REQUIRED WORK:
Copy all lines below containing "then".

-- Opening Marker --

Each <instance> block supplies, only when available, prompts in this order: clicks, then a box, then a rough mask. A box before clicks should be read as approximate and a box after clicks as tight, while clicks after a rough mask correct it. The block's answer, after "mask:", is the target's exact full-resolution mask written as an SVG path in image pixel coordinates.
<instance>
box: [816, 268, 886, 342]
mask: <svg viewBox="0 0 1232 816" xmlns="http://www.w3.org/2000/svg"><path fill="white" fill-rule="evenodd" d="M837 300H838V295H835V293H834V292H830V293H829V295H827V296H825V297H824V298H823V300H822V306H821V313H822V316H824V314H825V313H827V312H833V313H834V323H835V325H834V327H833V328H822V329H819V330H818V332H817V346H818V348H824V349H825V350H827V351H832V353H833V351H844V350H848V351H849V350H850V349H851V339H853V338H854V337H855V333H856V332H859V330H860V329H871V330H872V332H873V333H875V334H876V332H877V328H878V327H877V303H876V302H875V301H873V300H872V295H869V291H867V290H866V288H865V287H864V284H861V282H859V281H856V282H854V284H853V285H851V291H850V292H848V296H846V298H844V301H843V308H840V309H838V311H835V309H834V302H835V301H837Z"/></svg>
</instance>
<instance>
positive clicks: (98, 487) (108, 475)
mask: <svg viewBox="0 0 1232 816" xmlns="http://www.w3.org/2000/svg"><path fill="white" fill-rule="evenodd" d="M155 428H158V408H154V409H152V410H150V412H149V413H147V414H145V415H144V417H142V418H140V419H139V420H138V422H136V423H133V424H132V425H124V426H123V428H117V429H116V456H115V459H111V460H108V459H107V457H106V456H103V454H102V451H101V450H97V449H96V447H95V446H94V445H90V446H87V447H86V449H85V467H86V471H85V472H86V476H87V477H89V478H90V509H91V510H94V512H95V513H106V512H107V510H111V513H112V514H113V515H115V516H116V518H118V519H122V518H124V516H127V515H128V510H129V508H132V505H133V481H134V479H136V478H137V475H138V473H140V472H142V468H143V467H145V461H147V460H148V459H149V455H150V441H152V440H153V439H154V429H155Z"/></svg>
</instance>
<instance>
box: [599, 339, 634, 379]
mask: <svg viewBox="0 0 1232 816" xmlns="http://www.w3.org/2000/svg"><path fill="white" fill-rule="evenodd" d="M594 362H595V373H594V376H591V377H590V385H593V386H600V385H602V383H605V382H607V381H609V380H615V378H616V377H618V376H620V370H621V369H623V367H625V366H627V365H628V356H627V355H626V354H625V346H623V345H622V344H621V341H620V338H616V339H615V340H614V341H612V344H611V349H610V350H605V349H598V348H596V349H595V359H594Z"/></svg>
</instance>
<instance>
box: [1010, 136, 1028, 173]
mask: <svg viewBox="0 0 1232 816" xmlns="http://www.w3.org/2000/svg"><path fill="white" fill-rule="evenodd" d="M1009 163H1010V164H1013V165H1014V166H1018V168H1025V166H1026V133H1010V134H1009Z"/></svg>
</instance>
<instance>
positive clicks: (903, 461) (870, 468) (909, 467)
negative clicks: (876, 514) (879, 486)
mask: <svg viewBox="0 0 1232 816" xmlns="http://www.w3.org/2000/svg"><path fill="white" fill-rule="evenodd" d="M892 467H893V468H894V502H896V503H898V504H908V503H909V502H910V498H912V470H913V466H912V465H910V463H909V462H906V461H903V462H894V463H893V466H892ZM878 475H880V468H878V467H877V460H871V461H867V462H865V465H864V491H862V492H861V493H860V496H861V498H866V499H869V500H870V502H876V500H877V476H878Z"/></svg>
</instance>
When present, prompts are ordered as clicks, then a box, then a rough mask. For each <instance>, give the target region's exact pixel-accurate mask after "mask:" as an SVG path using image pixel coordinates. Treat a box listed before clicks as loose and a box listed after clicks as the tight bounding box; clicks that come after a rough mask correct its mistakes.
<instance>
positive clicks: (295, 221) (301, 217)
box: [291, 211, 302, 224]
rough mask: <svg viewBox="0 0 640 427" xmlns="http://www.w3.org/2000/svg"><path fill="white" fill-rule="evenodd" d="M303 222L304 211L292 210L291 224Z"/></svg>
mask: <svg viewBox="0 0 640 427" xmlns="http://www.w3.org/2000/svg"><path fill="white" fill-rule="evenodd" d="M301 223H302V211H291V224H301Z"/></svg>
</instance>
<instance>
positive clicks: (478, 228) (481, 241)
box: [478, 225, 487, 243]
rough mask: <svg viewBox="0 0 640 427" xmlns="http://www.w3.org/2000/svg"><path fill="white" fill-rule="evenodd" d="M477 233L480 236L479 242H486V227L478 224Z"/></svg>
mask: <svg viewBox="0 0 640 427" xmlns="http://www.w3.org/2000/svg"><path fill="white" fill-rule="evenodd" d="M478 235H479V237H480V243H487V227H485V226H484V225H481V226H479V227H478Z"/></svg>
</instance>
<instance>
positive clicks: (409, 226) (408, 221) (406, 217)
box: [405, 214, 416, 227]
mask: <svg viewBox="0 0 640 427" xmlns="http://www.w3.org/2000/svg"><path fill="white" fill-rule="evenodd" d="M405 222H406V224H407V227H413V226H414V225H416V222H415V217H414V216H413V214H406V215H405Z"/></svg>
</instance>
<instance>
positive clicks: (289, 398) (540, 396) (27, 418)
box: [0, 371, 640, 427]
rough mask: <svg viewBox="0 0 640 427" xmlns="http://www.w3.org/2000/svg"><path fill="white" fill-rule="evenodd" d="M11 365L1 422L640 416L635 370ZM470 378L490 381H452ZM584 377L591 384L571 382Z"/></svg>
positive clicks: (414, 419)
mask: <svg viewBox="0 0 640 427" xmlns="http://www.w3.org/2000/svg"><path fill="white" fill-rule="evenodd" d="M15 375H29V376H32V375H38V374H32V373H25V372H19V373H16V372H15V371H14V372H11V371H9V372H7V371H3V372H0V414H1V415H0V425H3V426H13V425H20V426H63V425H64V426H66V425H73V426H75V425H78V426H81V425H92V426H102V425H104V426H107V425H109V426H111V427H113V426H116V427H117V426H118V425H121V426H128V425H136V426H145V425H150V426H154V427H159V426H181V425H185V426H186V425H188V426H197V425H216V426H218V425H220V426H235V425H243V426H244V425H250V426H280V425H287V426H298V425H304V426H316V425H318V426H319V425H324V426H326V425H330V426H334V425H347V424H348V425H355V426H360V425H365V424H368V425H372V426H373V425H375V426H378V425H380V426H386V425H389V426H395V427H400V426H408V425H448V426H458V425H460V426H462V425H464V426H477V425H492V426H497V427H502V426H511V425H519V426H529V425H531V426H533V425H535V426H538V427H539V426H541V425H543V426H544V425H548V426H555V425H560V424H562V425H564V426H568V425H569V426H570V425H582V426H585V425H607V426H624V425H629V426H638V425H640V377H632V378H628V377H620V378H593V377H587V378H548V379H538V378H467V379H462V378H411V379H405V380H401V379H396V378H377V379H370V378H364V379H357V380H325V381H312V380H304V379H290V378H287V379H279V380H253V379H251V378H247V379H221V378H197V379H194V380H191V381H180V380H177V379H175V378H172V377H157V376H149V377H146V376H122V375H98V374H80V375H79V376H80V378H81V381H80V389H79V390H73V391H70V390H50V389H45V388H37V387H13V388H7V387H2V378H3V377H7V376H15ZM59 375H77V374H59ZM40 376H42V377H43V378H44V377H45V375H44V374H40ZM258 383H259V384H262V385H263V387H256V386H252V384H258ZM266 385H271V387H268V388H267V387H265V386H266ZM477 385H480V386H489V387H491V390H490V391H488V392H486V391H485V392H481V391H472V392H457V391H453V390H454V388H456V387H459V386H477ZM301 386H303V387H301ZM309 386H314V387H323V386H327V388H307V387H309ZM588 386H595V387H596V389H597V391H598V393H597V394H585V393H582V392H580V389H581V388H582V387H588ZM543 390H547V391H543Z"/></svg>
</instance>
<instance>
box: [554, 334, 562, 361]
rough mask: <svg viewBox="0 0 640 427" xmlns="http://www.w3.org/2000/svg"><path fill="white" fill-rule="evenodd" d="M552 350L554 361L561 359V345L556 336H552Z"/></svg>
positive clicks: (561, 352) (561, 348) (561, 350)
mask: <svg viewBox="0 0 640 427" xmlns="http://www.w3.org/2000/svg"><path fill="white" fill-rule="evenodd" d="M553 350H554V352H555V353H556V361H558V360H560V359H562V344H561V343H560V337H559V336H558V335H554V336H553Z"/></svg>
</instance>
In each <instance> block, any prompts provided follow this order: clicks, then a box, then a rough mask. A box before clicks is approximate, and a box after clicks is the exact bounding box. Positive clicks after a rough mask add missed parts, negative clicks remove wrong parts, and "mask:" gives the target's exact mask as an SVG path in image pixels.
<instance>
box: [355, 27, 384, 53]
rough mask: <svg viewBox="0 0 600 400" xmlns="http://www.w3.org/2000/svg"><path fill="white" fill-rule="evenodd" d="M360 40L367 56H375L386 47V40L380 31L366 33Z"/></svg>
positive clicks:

-- Closing Marker --

EXPECTED ANSWER:
Each <instance> block supplies, only when available, prompts in this order: clicks, then a box, then a rough mask. A box before clicks should be read as approximate and a box after clicks as tight, while clicks after a rough mask correct it. The block's answer, after "mask:", is the target's exact full-resolution mask written as an SVG path in image pixel coordinates.
When present, prompts are ordered as clicks, then a box, then a rough mask. For each <instance>, give the target region's exact pixel-accurate mask after "mask:" as an SVG path using image pixel coordinates. Treat a box listed before clicks as loose and a box listed after clicks as the tight bounding box; clicks that come after a rough mask correct its mistakes.
In each <instance> block, any prompts provided follow this order: clicks, then a box, then a rough mask. A box before clicks is approximate, and a box after clicks is the exact bounding box. Positive clicks after a rough mask add missed parts, negative clicks remove wrong parts, and "mask:" gives the target's exact mask as an SVG path in image pixels.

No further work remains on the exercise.